**Dataset records:**
##############################

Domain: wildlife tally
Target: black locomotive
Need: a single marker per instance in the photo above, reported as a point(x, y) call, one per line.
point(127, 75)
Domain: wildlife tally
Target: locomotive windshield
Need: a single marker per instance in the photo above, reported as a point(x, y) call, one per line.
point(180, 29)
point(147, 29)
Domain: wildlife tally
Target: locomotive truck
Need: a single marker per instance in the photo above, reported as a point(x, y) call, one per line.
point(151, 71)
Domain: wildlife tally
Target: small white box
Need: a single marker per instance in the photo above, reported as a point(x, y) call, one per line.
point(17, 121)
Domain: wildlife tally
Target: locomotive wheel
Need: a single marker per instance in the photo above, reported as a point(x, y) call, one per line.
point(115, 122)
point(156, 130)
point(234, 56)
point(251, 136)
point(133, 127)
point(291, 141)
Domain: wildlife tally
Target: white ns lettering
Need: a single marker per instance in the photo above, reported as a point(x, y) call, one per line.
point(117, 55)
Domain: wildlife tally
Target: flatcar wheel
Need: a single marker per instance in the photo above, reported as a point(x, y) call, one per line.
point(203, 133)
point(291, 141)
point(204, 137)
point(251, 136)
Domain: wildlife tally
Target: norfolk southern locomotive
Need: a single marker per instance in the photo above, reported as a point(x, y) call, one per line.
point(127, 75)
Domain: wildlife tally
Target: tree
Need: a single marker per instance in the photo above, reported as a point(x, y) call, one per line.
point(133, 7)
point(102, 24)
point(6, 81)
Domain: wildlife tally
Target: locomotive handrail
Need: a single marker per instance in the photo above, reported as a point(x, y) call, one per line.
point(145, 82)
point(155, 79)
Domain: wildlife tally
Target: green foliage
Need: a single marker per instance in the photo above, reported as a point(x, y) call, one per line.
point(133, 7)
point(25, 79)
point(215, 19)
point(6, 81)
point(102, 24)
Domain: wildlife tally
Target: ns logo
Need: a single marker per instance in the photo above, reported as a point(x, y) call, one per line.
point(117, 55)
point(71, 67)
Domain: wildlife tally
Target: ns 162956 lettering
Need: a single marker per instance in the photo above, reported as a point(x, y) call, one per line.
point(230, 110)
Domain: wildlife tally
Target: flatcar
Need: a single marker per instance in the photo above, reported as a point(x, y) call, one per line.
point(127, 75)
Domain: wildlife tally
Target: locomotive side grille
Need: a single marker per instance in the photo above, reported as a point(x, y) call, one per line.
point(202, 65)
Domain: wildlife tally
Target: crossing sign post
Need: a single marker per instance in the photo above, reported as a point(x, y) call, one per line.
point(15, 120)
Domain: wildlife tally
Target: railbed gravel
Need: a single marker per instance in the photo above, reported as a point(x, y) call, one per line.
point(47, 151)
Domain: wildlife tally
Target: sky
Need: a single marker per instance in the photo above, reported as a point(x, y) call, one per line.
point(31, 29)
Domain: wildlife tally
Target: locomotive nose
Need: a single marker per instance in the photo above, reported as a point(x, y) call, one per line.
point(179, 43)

##############################

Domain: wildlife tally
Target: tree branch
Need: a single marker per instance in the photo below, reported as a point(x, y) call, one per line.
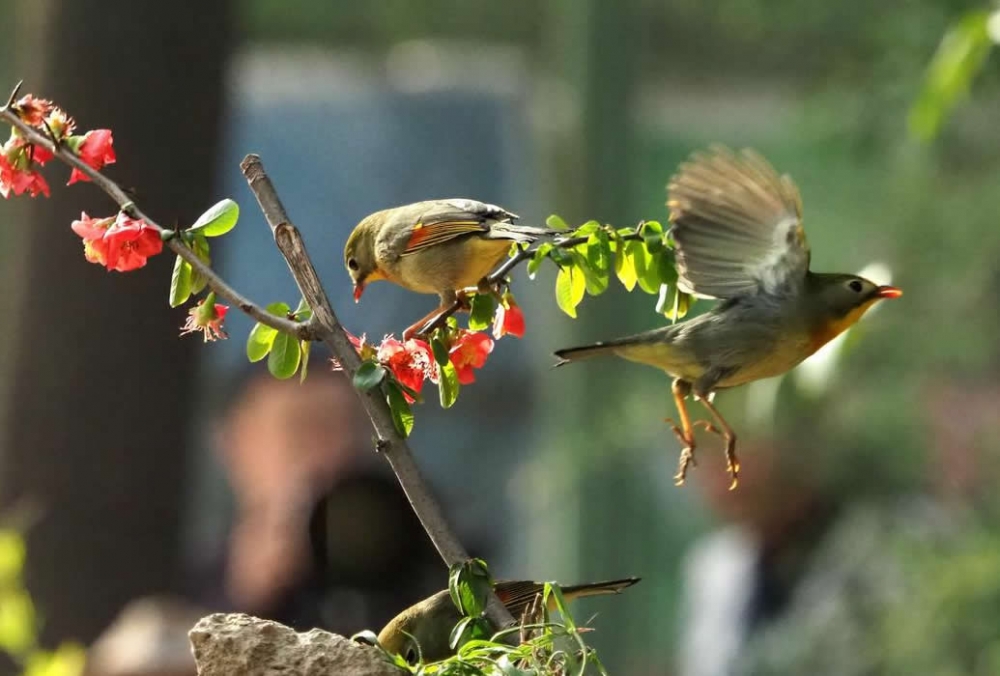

##############################

**Requirements:** Extract every line of the records that contains the string "locomotive", matching case exactly, and copy each one out in full.

**Correct answer:**
Target: black locomotive
Target: locomotive windshield
Target: locomotive truck
Target: locomotive wheel
Target: norfolk southern locomotive
Target: locomotive handrail
Target: locomotive side grille
Target: locomotive nose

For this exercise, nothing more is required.